Qué se pide> Retoma el texto sobre el cuento «La reina Margarita», de Clarín, y continúalo a partir de su última oración.

Fragmento proporcionado>
▶
LEOPOLDO ALAS, CLARÍN.
           Marcela Vidal es una modestísima cantante lírica que pertenece casi sin querer a una compañía –su madre era también cantante y su padre músico de orquesta- pero ni su facultades ni su belleza la van a llevar nunca a destacar en ningún papel, por más que una vez casi hasta gustó al respetable público interpretando a la Reina Margarita. Como espectadora de una función de ópera conoce a Feliciano Candonga, tenor con tan pocas cualidades como tiene ella, pese a lo cual ambos se enamoran y forman una familia, no sin antes haber dejado el mundo de la ópera, que no les daba más que sinsabores, pues los dos tenían al público y en su timidez no dejaban de sufrir con su reacción ante las actuaciones de ambos. En una especie de epílogo, sabremos que él ha llegado a convertirse en un importante mercader de harina en Grijota y sólo una vez más, para celebrar el nombramiento de su tío Romualdo diputado provincia,l acceden a subirse a un escenario y cantar para los vecinos de su pueblo.  Esta es la trama de uno de los escasísimos cuentos de Leopoldo Alas Clarín que tratan de un amor afortunado con un final feliz, La reina Margarita).
◀
Información proporcionada>
▶
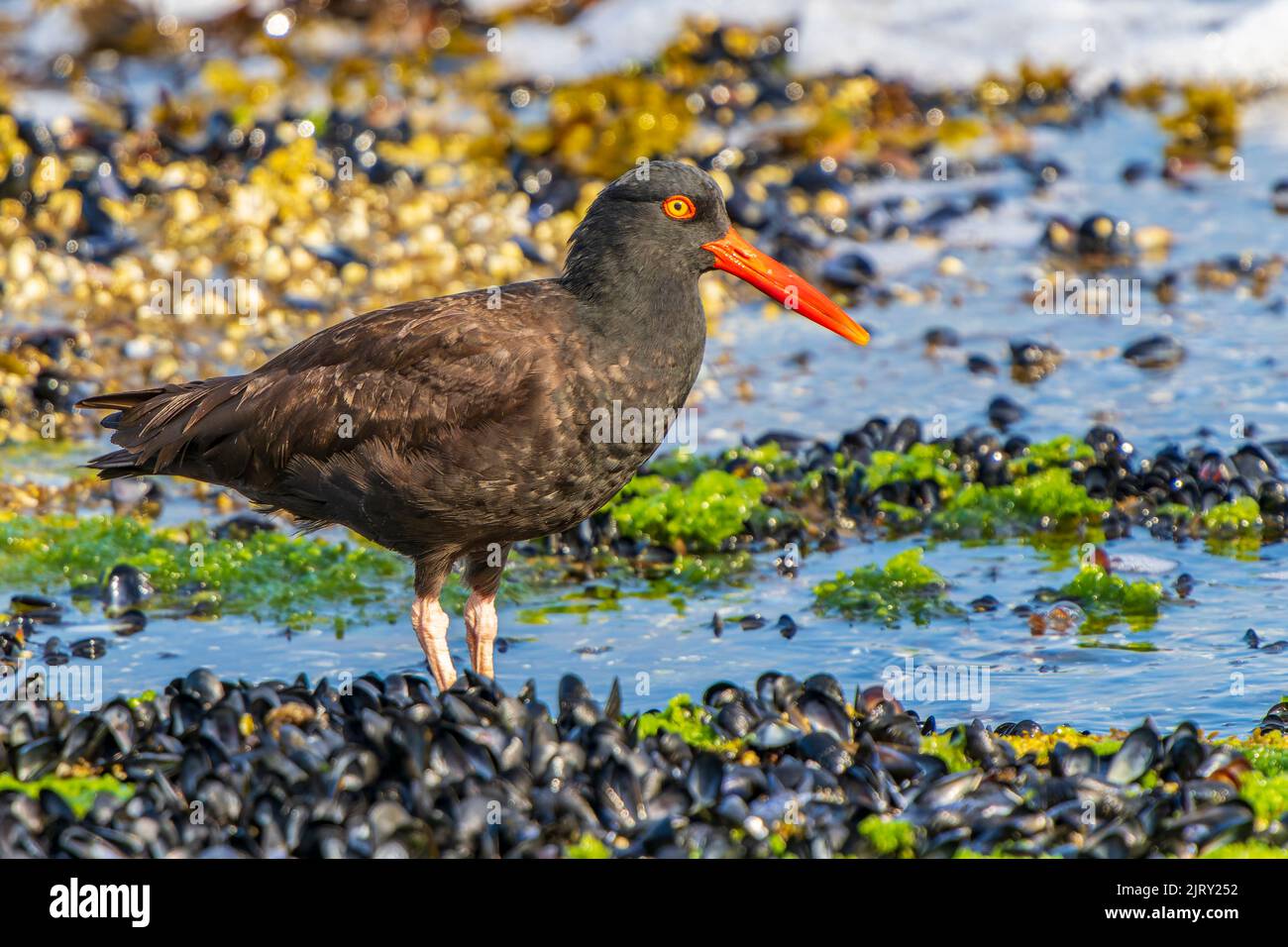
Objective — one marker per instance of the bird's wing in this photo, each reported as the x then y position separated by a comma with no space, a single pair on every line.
406,376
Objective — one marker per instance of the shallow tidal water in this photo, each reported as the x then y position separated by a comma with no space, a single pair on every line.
1198,667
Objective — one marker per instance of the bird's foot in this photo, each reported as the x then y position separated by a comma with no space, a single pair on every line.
430,622
481,630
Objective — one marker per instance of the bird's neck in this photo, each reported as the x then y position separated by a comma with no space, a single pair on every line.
640,304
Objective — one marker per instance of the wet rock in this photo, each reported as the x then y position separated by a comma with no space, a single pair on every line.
1155,352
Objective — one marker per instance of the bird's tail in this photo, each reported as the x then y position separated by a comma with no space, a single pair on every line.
154,425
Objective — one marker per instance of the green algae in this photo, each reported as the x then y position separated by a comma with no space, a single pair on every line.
700,515
268,574
919,463
1059,451
905,585
1247,849
587,847
890,838
1108,598
1267,795
78,791
948,746
687,720
1047,499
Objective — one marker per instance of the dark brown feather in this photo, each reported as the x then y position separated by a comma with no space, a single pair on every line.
433,428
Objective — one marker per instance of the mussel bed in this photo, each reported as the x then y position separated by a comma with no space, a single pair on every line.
386,767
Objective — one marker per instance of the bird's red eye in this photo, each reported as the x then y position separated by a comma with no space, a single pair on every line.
679,208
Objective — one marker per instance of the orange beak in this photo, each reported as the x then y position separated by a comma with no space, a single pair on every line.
735,256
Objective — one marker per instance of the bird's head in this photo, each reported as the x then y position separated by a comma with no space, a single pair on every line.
668,221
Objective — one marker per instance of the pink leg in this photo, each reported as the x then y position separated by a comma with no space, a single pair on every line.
430,622
481,630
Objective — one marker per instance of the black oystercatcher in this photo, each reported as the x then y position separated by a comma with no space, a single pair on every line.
451,428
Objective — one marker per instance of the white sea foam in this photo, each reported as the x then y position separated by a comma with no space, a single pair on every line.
935,43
◀
Resultado de la tarea>
           Con más talento, el poeta milanés Orazio Formi es el autor de los libretos de las óperas que triunfan en toda Italia, a las que pone música su amigo no muy dotado para la misma Brunetti. La tiple y actriz  que encarna los personajes de esas creaciones es  Gaité Provenze, de quien se va enamorando poco a poco el poeta. Brunetti le pide a ella, que es su esposa, aunque Orazio no lo sabe, que lo seduzca y consienta en lo que sea, puesto que necesitan que siga escribiendo libretos para él, pues es muy consciente de que su talento musical es muy limitado y si lo pierde perderá su trabajo e ingresos.  (Amor´ è furbo, escrito también por Leopoldo Alas, a quien le apasionaba la ópera, como lo prueba que en sus dos únicas novelas aparezcan numerosas alusiones y versos de diversas óperas, especialmente en Su único hijo, cuyo protagonista se enamora de la soprano de una compañía operística y con la que tendrá un hijo, a pesar de estar él casado previamente a esa relación y a que parece claro que, según confiesa la cantante, el niño que espera es de un tenor, no de su amante).
DE KIPLING A CHÉJOV
              En sus memorias tituladas Algo de mí mismo, Rudyard Kipling nos refiere cómo fueron sus primeros años de vida en la India, donde en las tardes calurosas el aya les cantaba a él y a sus hermanos nanas de ese país o les contaban cuentos que no olvidaron nunca. Después eran vestidos convenientemente y enviados al comedor con la advertencia de que tenían que hablar en inglés con papá y mamá. “Hablábamos, pues, en inglés, traduciendo, no sin titubeos, el idioma vernáculo de nuestras meditaciones y ensueños. Mi madre entonaba maravillosas canciones, sentada ante un piano negro, y solía asistir a cenas de gran ceremonia”. Y es que la música, las canciones y los cuentos forman una parte sustancial de los seres humanos, lo que no debe de extrañarnos que conduzca a que en países donde se prohíbe la música y hasta está penado el tener instrumentos musicales, muchas personas haya optado por enterrar su violines, heredados de padres a hijos en muchas ocasiones, en espera de tiempos mejores que permitan volver a recuperar esos tesoros que son para ellos los instrumentos musicales.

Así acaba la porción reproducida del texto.